• Problem: Please output the entries that follow exactly, without a single image.

----- Provided data

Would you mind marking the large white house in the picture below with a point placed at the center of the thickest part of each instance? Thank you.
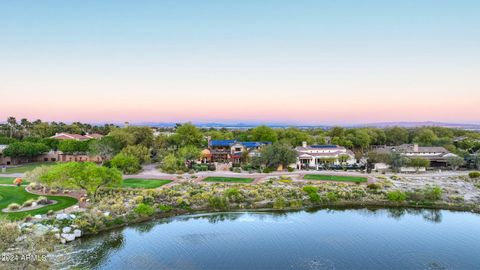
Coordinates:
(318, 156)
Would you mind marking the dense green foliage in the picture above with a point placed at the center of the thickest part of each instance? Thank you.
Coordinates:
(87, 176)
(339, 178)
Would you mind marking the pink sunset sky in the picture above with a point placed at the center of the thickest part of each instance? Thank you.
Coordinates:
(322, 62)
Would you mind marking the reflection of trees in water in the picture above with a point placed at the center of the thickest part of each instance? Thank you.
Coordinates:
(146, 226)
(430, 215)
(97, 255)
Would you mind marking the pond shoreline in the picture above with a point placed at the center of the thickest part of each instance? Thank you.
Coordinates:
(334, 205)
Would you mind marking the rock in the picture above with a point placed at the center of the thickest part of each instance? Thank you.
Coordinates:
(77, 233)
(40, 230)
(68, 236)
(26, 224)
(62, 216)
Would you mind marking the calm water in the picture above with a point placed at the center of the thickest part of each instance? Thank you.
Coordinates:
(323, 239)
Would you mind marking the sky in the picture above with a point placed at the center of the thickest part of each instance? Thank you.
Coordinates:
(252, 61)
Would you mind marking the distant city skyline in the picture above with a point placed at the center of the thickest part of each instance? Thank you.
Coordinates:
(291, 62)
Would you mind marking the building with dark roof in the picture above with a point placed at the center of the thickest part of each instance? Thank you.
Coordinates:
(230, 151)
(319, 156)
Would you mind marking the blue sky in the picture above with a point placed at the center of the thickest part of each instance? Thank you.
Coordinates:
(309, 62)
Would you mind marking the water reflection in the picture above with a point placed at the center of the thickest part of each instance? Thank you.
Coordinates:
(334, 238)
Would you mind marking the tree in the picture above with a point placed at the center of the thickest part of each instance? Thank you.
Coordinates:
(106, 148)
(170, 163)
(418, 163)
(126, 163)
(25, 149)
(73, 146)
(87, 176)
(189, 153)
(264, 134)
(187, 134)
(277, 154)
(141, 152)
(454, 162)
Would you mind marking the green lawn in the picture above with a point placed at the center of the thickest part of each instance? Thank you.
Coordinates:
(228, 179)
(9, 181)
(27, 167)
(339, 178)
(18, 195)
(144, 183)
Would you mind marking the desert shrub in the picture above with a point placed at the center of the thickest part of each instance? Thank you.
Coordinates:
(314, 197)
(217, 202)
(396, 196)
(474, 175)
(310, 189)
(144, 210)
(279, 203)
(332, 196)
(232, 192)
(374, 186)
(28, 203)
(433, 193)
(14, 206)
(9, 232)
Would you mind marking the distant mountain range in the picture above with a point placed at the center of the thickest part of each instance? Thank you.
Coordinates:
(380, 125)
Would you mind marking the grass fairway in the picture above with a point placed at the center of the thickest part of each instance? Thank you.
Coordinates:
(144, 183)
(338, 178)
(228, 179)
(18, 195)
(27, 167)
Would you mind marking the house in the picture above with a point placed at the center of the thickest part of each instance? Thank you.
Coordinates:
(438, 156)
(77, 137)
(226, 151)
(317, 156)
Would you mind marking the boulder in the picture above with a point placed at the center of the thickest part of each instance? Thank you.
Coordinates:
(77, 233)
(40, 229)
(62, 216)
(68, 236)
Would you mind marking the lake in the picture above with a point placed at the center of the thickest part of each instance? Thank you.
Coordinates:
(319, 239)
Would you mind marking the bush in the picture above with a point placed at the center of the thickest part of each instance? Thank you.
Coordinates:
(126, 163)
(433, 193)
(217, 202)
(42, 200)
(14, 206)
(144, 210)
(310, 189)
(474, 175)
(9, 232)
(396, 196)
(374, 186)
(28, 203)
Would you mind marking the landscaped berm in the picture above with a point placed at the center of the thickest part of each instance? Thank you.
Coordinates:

----------

• Written answer:
Would you mind marking the large white house in the picture below with a point placed at the center of the thickest part of each instance? Thank you.
Coordinates:
(318, 156)
Would you mind marking the dense green foliage in the picture above with a point placed at the center of the thickest part of each instance? Thank you.
Coordinates:
(87, 176)
(339, 178)
Would you mind marking the pink sunset sky in the picture above with a point placed at the center of the thickest part of each instance? Thank you.
Coordinates:
(322, 62)
Would you mind marking the reflection of trees in water in the picture above with a point placed at the center of the thickest part of each instance? Thank you.
Coordinates:
(146, 226)
(430, 215)
(97, 255)
Would you mind marking the pond shoreline in the picture above with a point placed at the center of the thickest part of each instance? Thank you.
Coordinates:
(334, 205)
Would you mind marking the rock in the picture above with a point placed at the center of the thickest part of each instance? Thank you.
Coordinates:
(77, 233)
(40, 230)
(68, 236)
(26, 224)
(62, 216)
Would you mind marking the calm water in the picture above with a point placed at the center of the thickest part of each instance? Thank you.
Coordinates:
(323, 239)
Would you mind marking the sky in the picture above with a point placed at the center of the thickest part of each instance? Thank you.
Coordinates:
(252, 61)
Would you mind marking the distant city skyline in the picture above with a point placed at the center of the thickest part of each instance? Thank you.
Coordinates:
(291, 62)
Would you mind marking the building with dark roof in the picture above with a point placed at the center of the thickest part of each instance? Thank you.
Coordinates:
(230, 151)
(319, 156)
Would you mind marking the blue sky in the picture above with a point placed at the center of the thickest part of each instance? Thank you.
Coordinates:
(309, 62)
Would you mind marking the water reflection in the picture above with a point placed at the center of the thickest part of each instance? Thank you.
Coordinates:
(334, 238)
Would you mind marking the tree in the picture above with a point placed at the center of the thickest part of each instance? Thank you.
Coordinates:
(106, 148)
(170, 163)
(418, 163)
(126, 163)
(25, 149)
(73, 146)
(87, 176)
(189, 153)
(264, 134)
(187, 134)
(277, 154)
(141, 152)
(454, 162)
Would you mind marking the green lawn in the picture above with a point placed at the center of the thickest part of each instance? Thank you.
Coordinates:
(228, 179)
(9, 181)
(27, 167)
(339, 178)
(18, 195)
(144, 183)
Would you mind marking the desert shrub in the picture above with a point placed at the center of the thickest part of each instance? Thank you.
Coordinates:
(314, 197)
(217, 202)
(396, 196)
(474, 175)
(310, 189)
(144, 210)
(279, 203)
(332, 196)
(232, 192)
(374, 186)
(28, 203)
(433, 193)
(14, 206)
(9, 232)
Would you mind marking the distant mountain range in the picture above with a point placed at the center of the thickest part of each instance? Thank you.
Coordinates:
(380, 125)
Would you mind marking the grass fairway in the picture above with a point placed at the center of the thickest part of each instance? Thank you.
Coordinates:
(144, 183)
(338, 178)
(228, 179)
(18, 195)
(27, 167)
Would you mind marking the house in the picture above with a point placed at the center of the thickest part of each instance? Thank you.
Coordinates:
(438, 156)
(77, 137)
(226, 151)
(317, 156)
Would you mind marking the boulder in the picture above with a point placed at the center of the thickest part of each instance? Thank you.
Coordinates:
(77, 233)
(40, 229)
(62, 216)
(68, 236)
Would you mind marking the lake in the picture above with a point placed at the center of the thickest part of each instance? Thank you.
Coordinates:
(319, 239)
Would you mind marking the bush in the picture above with a point placed at the center of the thickest part of each instance? Thank you.
Coordinates:
(126, 163)
(433, 193)
(217, 202)
(42, 200)
(14, 206)
(144, 210)
(310, 189)
(474, 175)
(9, 232)
(396, 196)
(374, 186)
(28, 203)
Would you mind marking the landscaped berm in the picture above with a point placed at the center of the thickest part of each instance? Thank you.
Coordinates:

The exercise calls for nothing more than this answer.